The macroscopic objects in the current universe with the largest thermal contribution (up to $10\,\%)$ to their mass may be proto-neutron stars, but observations of supernova neutron star formation cannot yet prove this thermal contribution to proto-neutron star masses.

Cosmic Microwave Background

Just to add a bit on @Fictional-Name's nice answer, thermal radiation dominated the mass of the universe up until about 50,000 years after the Big Bang, so if heat didn't have mass, the evolution of the early universe would be very different. In particular, the observed Cosmic Microwave Background power spectrum would disagree with modern cosmological models. For example, my understanding is that if the mass of the early universe was less than expected because thermal energy did not contribute, the early universe would have expanded faster and the position of the first peak in the CMB power spectrum would shift to a lower multipole moment (smaller $\ell)$.

Proton Mass

The ability of lattice QCD to correctly calculate the experimentally measured proton mass is strong evidence that (non-thermal) kinetic energy of the proton's constituents contributes to inertial mass. Since thermal energy is just the kinetic energy due to the random motion of a large number of particles, if kinetic energy contributes to mass, then thermal energy must also contribute.

Neutron Star Formation

Neutron-star-forming supernova initially produce a proto-neutron star with temperatures $10^{11}-10^{12}\,\mathrm{K}$ $(\sim 10-100\,\mathrm{MeV})$, so since the neutron mass is about $1000\,\mathrm{MeV}$, up to $10\%$ of such a proton-neutron star's mass is due to thermal energy. This contributes to the upper mass limit on neutron stars and otherwise affects the neutron star formation process, but supernova neutron star formation models and observations are not yet precise enough to measure such a few percent effect.

+++

:: Objective ::
Answer each question from the passage on heat and mass.
(a) For about how long after the Big Bang did thermal radiation dominate the mass of the universe?
(b) What temperature range does the passage give for the proto-neutron star that a neutron-star-forming supernova initially produces?
(c) Which method's correct calculation of the proton mass does the passage call strong evidence that kinetic energy contributes to inertial mass?
Please answer from the passage on heat and mass alone.

:: Data rows ::
+++

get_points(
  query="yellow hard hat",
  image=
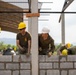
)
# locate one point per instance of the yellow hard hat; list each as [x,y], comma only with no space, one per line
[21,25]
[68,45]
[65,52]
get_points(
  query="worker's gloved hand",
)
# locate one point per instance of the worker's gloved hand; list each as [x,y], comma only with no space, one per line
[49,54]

+++

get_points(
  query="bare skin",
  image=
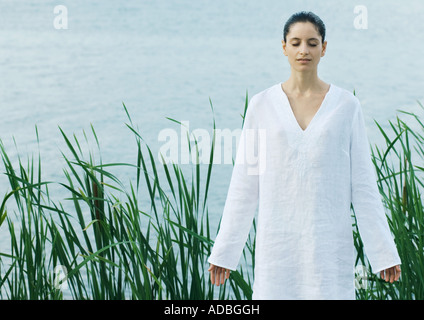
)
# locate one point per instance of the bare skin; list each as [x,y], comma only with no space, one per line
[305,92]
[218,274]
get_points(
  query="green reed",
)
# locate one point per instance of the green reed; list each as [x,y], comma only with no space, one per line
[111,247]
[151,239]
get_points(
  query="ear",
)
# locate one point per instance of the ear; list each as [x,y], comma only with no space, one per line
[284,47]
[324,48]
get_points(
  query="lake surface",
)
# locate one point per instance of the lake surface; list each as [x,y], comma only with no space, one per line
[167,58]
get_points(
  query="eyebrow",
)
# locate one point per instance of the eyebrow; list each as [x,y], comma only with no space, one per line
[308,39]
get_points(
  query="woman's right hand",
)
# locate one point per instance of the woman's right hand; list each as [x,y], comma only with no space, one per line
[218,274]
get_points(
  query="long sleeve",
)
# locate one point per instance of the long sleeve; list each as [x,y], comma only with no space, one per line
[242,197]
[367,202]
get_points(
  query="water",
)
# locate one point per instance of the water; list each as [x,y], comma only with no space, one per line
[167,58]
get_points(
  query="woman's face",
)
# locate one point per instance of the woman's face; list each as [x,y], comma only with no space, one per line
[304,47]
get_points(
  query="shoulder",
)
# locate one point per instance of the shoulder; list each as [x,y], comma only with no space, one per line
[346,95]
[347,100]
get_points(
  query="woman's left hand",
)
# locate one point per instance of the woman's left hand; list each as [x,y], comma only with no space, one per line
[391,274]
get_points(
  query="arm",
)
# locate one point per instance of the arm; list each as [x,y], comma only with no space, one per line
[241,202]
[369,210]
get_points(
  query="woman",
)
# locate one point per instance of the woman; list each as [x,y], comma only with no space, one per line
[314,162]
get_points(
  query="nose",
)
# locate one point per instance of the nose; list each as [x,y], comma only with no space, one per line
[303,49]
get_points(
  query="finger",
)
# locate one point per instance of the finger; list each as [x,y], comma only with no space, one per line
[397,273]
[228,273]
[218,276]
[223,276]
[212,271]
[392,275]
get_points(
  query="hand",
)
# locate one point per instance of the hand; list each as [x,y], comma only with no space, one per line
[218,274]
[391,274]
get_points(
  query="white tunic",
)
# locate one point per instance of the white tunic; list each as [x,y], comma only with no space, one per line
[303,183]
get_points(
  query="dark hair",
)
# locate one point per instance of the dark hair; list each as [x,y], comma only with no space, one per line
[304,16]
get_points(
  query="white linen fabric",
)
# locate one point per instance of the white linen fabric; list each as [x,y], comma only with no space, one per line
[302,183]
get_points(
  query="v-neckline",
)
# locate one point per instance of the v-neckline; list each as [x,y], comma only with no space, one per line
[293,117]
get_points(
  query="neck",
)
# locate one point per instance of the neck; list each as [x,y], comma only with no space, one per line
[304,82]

+++

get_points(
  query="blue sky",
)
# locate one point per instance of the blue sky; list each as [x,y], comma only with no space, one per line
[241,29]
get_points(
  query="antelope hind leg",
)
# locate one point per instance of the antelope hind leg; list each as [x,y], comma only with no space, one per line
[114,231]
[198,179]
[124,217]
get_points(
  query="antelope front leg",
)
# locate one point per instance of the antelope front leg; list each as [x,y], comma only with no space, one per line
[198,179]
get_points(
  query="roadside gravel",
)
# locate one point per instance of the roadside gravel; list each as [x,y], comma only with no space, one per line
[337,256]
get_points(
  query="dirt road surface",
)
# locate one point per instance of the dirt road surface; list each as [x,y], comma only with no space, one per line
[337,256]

+++

:: Solution ::
(a) About 50,000 years.
(b) 10^11 to 10^12 K (about 10 to 100 MeV).
(c) Lattice QCD.